Select every line in the records below that contains the string "shirt", and copy each one as it appears.

### Provided information

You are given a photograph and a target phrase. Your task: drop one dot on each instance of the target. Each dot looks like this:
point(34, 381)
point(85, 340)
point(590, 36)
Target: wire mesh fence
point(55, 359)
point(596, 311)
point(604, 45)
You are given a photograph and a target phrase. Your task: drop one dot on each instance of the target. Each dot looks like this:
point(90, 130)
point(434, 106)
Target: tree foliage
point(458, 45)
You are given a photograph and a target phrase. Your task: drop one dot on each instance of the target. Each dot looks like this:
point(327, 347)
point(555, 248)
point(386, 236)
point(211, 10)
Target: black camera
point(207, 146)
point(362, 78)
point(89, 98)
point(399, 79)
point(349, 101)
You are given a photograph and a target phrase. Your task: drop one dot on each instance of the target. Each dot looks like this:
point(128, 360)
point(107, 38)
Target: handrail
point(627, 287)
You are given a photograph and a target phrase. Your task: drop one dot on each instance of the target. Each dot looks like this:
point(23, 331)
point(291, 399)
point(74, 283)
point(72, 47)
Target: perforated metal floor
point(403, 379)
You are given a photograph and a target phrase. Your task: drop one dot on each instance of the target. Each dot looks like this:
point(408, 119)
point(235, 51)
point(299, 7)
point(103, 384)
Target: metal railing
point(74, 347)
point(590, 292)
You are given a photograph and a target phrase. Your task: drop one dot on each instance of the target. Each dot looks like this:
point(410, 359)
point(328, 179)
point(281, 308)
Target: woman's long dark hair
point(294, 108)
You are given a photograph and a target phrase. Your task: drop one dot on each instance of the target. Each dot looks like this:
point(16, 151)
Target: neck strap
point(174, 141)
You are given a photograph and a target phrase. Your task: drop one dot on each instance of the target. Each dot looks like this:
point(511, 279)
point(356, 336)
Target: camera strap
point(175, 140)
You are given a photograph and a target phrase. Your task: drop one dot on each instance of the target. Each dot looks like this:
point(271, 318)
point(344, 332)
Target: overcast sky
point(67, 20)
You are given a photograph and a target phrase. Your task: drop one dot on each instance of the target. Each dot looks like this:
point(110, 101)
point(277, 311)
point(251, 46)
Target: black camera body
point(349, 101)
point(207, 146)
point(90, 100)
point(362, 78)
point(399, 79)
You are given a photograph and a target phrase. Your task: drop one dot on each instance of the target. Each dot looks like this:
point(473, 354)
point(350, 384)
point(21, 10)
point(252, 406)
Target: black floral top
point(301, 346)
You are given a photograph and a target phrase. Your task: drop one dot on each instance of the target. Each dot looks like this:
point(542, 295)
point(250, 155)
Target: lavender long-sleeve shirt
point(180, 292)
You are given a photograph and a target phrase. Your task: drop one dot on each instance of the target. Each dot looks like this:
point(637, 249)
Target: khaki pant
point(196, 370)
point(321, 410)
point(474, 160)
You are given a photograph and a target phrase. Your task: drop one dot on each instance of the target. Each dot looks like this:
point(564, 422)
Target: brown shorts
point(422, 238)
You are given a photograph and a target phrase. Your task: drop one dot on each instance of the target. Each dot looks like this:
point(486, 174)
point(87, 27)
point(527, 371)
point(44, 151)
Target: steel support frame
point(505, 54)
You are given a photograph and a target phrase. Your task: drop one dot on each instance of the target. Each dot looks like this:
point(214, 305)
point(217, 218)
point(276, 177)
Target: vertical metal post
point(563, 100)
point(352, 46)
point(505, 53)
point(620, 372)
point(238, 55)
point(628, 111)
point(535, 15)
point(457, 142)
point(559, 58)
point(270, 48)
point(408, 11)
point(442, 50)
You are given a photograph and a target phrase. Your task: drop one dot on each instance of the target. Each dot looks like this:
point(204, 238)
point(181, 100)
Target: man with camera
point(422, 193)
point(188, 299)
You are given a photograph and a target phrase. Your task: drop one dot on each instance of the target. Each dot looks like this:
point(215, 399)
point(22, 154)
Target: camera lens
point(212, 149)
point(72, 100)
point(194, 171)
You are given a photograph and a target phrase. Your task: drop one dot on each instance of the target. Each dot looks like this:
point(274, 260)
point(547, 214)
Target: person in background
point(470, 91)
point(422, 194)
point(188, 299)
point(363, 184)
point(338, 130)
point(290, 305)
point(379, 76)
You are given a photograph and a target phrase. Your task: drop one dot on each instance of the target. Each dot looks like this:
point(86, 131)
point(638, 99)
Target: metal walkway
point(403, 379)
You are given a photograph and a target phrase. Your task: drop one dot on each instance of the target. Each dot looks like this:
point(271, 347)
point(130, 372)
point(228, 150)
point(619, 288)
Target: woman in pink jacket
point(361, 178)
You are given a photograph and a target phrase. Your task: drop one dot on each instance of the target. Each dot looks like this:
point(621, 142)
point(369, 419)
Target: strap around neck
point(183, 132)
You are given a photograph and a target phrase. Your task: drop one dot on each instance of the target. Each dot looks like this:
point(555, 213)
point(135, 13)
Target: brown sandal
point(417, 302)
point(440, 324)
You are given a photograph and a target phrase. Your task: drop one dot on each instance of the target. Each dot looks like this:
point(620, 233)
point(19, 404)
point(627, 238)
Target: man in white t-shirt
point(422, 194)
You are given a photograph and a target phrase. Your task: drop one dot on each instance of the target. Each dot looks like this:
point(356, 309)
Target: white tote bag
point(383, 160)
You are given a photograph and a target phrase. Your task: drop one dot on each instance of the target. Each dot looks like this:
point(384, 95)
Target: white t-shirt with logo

######

_Task answer_
Target: lavender long-sleeve shirt
Target: man in white t-shirt
Target: white t-shirt with logo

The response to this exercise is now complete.